───── The data

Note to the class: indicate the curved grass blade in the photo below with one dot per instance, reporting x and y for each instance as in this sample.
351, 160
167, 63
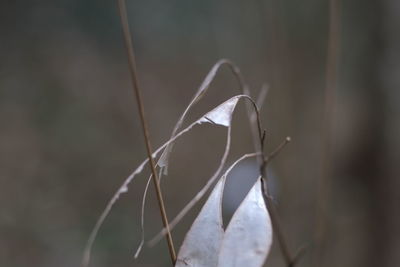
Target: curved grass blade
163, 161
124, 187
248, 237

──────────
───── The data

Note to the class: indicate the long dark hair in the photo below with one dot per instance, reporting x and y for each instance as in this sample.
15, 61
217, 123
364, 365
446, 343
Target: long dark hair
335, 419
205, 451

──────────

**Task objective**: Return every line from the entries above that contains the word "grass".

**Answer for the task**:
Note to the class: indicate the curved grass blade in the photo below with one dot per instance, reporting x and y for each instance as in this sample.
Target: curved grass blade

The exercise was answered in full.